* Exercises:
(A) According to the text on the Jesus Prayer, what is the formula of the Prayer in Roman Catholic parlance?
(B) Proceed with the text on the Jesus Prayer, writing on from its final sentence.

I am confounded, dear Orthodox Monk, and I hope you will illuminate.
With sincere appreciation for your learned responses and the time and effort you expend on your blog, I thank you for considering my question for a reply.
God bless you.
Janice
Let us take the questions about the Jesus Prayer first. There are a number of stages in the practice of the Jesus Prayer, from simple group recitation perhaps with a YouTube video 20 minutes once or twice a day, to 24-hour a day, 7-day a week recitation in solitude a cave. At the latter stage the recitation is automatic even in sleep; the Prayer is repeated with the mind in the heart; the practitioner may be practising breath control. It should be clear to Janice that this advanced form of the Jesus Prayer is dangerous for the novice monk—and perhaps even for the advanced monk. So there is a spectrum of practice of the Jesus Prayer and cautions have to be understood in the context of where on the spectrum of practice the cautioner is positioning the practitioner. Moreover, no one can say where precisely on the spectrum the Jesus Prayer ceases to be safe and becomes dangerous. Many factors concerning the person praying enter into question—their personal history, their ecclesiastical situation, their medical health, whether they have a guide, whether they are leading a moral life, whether they go regularly to confession and communion, their family and work and economic situation and so on. For a healthy individual, there is much less danger repeating the Jesus Prayer 20 minutes a day than repeating it all the time in solitude. Similarly, risk in practising the Jesus Prayer is reduced for a member of the Orthodox Church without mental health problems who is leading a moral life. Similarly for someone who is getting along with their family, has a job they like, is economically self-sufficient and is generally not under stress.
We might make some remarks on factors that enter into the question of dangers of the repetition of the Jesus Prayer. However, we can only issue general guidelines; Janice needs a personal guide if she wants personal guidance.
There are several reasons why the Jesus Prayer might become dangerous. First of all, it is the repetition of a short sentence. The repetition itself necessarily stresses the brain. If there are genetically-based mental illnesses involved that stress might precipitate a crisis. This should be clear. But risk is increased if the person is under stress. This should also be clear.
Moreover, the formula of the Jesus Prayer is a formula which in Roman Catholic parlance is an act of repentance or contrition. In the healthy individual, no problem. But in a person with emotional problems, such an emphasis on repentance and contrition might provoke an emotional crisis—or, more likely, exacerbate an existing emotional crisis or condition.

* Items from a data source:
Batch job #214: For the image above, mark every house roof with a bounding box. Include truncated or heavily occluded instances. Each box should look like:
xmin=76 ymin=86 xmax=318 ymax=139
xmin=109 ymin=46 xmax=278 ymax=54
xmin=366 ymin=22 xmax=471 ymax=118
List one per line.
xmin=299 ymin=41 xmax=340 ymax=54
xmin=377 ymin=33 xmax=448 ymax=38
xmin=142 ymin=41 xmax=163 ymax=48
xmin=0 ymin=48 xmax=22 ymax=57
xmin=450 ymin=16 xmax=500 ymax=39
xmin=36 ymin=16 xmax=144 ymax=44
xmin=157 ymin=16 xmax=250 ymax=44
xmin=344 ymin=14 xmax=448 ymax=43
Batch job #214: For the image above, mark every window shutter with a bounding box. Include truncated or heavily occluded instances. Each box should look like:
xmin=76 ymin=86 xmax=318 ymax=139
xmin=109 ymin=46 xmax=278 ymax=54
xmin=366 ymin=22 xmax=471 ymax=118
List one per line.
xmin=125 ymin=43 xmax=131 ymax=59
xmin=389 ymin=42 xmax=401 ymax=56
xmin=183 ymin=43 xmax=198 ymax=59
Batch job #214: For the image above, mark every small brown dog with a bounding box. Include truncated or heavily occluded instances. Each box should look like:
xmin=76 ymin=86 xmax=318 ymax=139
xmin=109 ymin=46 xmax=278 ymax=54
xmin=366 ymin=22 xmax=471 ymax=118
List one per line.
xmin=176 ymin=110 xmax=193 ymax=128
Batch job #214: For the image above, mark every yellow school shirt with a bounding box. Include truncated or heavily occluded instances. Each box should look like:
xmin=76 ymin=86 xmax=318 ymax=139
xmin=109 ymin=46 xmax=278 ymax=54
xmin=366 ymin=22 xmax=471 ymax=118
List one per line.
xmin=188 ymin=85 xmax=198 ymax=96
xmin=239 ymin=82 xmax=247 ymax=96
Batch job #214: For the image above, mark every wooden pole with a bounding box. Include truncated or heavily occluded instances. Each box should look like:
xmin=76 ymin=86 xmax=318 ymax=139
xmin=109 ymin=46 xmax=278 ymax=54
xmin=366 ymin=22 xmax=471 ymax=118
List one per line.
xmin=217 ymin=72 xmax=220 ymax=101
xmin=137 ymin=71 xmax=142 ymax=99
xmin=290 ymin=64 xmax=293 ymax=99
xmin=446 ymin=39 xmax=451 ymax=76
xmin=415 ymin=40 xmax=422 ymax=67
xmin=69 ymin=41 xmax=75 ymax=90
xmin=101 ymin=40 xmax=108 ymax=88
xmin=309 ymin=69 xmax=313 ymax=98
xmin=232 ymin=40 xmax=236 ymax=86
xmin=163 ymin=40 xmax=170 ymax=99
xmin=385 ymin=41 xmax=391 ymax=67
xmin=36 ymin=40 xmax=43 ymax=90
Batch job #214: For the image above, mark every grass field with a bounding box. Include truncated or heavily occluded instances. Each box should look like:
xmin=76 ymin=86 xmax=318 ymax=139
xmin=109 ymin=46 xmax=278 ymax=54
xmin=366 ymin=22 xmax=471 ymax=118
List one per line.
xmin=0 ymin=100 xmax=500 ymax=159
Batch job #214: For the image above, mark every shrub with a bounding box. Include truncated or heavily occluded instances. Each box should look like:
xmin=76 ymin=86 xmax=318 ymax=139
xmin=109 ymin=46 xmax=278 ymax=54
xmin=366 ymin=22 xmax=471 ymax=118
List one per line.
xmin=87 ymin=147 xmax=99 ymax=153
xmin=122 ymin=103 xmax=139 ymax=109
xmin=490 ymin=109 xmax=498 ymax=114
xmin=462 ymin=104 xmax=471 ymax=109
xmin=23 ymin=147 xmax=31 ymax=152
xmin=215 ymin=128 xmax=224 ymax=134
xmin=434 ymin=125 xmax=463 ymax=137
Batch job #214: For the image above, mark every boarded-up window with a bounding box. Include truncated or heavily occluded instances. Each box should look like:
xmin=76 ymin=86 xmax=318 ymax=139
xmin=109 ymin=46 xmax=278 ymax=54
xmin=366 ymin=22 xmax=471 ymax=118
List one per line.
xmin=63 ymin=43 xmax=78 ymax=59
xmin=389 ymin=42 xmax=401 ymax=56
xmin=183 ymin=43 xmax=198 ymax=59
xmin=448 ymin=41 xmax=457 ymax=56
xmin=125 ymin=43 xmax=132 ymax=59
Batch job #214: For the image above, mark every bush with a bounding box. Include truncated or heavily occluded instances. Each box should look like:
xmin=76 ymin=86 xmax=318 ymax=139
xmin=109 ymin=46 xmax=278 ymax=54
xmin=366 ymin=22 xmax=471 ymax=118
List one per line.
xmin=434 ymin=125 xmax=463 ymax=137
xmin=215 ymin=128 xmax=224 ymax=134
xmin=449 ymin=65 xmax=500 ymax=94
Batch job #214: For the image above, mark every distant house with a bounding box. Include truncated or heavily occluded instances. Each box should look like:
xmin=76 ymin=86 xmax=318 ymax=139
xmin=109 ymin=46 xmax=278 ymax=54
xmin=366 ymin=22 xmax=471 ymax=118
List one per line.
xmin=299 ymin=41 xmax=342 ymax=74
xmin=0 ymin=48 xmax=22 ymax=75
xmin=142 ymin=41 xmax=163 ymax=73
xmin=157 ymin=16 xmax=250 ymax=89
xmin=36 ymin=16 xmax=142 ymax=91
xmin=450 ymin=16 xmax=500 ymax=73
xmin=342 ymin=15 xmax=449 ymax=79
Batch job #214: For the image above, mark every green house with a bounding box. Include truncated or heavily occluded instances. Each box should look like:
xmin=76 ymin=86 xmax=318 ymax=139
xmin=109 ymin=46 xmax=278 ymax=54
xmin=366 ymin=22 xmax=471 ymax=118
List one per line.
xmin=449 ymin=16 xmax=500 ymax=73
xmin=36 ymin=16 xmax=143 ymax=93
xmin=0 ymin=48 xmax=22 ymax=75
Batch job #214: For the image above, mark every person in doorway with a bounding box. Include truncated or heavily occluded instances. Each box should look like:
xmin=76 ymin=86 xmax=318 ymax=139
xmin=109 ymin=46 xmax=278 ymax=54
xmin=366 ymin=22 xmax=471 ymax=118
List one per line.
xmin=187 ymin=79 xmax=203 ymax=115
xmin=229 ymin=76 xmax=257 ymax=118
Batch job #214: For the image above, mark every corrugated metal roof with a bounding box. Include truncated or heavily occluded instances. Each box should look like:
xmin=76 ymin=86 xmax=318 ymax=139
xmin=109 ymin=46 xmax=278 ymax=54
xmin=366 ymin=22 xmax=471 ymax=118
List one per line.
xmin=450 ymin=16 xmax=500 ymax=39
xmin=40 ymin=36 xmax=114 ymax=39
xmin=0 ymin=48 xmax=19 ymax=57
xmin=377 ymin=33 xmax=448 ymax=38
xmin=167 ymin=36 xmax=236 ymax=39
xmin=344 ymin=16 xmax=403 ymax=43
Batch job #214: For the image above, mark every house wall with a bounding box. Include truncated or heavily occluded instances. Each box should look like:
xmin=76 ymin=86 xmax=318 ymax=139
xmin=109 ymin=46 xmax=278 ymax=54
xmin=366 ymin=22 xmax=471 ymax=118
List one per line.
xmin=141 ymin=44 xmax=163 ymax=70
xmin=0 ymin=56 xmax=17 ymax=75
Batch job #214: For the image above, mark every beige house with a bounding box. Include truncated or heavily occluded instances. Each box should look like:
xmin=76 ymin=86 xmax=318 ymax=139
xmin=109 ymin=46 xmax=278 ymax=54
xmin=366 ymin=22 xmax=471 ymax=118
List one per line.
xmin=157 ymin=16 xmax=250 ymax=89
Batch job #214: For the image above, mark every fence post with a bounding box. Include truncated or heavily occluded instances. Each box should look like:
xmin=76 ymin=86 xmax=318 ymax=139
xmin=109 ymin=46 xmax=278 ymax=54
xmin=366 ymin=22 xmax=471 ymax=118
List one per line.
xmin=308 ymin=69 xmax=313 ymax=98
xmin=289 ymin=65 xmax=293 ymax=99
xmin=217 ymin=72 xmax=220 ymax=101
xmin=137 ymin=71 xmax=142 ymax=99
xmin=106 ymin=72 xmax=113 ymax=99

* Answers:
(A) It is an act of repentance or contrition.

(B)
Next, the Jesus Prayer is a prayer that arises out of Orthodox Egypt in the 4th Century. It is very heavily contextualized by that fact in its historical development. Decontextualizing the Jesus Prayer—say by treating it one form among many of yoga—is fraught with spiritual and emotional and intellectual danger. It behoves Janice to make an effort to understand the Jesus Prayer from an Orthodox point of view, so that she prays it in an Orthodox way. This is indeed a general caution for all those practitioners, such as Eastern-Rite Catholics, Western-Rite Catholics, Protestants and others, who practise the Jesus Prayer ‘without the Orthodox mumbo-jumbo.’
And here we might remark on the trademarking of the Jesus Prayer that Janice alludes to. We don’t recall the passage in the blog she is referring to but the problem is that in America everyone wants the ‘quick fix,’ the easily used and marketed product. That seems to be what the person was referring to. However, the problem is that because of the contextualization of the Jesus Prayer in Orthodox tradition such a packaging is necessarily going to bastardize the practice of the Prayer. On the one hand, the purchaser gets watered-down adulterated goods; on the other hand the adulterated goods might be (spiritually) dangerous or even poisonous.
In this regard we might make a remark in passing that one ordinarily prays the Jesus Prayer in their native tongue. While we laud Janice on her studies of Russian and on her repeating the Jesus Prayer in Russian (necessary if she is going to be repeating it along with a video from Valaam Monastery), she should understand that in Elder Sophrony (Sakharov’s) monastery in Essex (Monastery of St John the Baptist, Tolleshunt Knights), the Prayer is repeated in a group setting in English even though Elder Sophrony was Russian, Athonite and a disciple of St Silouan the Athonite, also Russian.
Next, ultimately the practitioner of the Jesus Prayer is entering into conflict with the powers of darkness in a battle over their own soul. This is not the sort of language that is popular but it is the Orthodox tradition. Elder Sophrony’s book St Silouan the Athonite is good on this. The problem here is that the foolhardy practitioner might out of pride or conceit enter into battle without the support of the Great General, the Holy Spirit. Another metaphor might be that until you know how to swim, don’t jump in the deep end. So this is a caution saying that if you head for the more advanced end of the spectrum of practice before you are ready, you are in great danger: the downside risk is losing the battle and being possessed by a demon.
Next, because the advanced practitioner is entering into spiritual battle, their free will necessarily comes into play. An advanced practitioner of the Jesus Prayer is continually making choices as they deal with their ongoing thought processes in a conscious psychological state where they are faced with accepting or rejecting thoughts that come to them. They might make a mistake. Hence, before they enter into such an intense interior battle, they have to have their judgement trained.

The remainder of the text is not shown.